-- AIM OF THE EXERCISE --
Having found the line that holds "the dog's head", give that line and all lines after it again, word for word, through the end of the data below.

(Point-per-instance localization data)
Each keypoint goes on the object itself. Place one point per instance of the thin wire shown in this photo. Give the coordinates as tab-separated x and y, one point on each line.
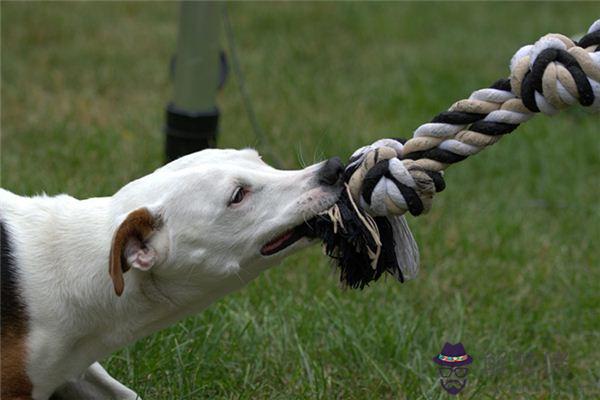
259	133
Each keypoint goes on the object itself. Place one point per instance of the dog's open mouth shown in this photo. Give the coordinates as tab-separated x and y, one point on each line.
286	239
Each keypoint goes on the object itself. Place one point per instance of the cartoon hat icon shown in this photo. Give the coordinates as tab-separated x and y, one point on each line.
453	355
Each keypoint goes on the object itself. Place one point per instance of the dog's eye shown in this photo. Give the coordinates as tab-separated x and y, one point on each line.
238	195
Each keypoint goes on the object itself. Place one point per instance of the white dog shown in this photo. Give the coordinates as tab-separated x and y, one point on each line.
83	278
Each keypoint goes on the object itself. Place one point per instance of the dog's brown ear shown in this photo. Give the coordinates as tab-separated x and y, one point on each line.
129	246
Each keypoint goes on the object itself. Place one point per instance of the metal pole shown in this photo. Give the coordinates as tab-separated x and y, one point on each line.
192	116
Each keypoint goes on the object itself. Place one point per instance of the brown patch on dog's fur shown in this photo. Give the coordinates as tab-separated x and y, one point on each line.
15	382
139	224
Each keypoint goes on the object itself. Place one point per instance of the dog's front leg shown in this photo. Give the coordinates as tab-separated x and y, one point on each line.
95	384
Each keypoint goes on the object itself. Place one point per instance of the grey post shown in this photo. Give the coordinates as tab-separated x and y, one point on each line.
193	116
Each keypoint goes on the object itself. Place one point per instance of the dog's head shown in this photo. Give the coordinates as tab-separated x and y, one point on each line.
217	213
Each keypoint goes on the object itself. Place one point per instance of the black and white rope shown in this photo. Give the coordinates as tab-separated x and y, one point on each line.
392	176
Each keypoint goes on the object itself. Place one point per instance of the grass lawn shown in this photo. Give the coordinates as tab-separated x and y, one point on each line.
510	254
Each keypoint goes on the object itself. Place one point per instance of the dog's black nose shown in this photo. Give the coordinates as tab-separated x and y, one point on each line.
331	172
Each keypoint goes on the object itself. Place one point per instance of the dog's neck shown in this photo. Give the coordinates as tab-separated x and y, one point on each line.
78	313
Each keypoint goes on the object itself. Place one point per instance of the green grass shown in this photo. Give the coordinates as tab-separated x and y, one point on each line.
509	252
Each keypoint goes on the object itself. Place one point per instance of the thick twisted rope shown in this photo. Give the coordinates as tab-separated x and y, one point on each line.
392	176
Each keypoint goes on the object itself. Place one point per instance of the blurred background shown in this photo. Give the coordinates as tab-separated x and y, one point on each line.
509	252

-- EXERCISE RESULT --
Each keypoint goes on the object itself. Place one point per instance of the dog's head shown in this photo. Give the coordinates as tab-separated x and y, one point on each line.
217	213
Each keypoint goes on the object itself. Place one point per instance of the black and white rope shown in this photo. Give the coordinates as tab-separated x and y, one point on each line.
392	176
Each keypoint goes on the object itself. Place one point per instance of the grass lawn shown in this photo. Give the coordinates as tab-separated x and y, one point on each line.
510	254
Each keypoint goes on the object itself. Place one point per instance of the dog's black nose shown in this photo. Give the coordinates as tab-separated x and y, one point on each line.
331	172
Each keypoint goes on the object itself. Place one point per instance of the dog's neck shown in this photo. Give the coordinates as tab-separated x and y, one point on each line.
78	313
Each keypoint goes on the object itself. Place one point per instance of the green grass shown in this photo. Give the coordinates as tab-separated x and y, one point on each line.
509	252
Each keypoint goes on the object itself. Place one point per instance of the thick twisted rope shown in this photo. Give the coordinates as tab-separated x and y, one point on each line.
392	176
Each keypoint goes on the object itself. Place one point per instance of the blurred background shown in this photo. Give the coordinates as tab-separated x and y, one point on each line.
509	252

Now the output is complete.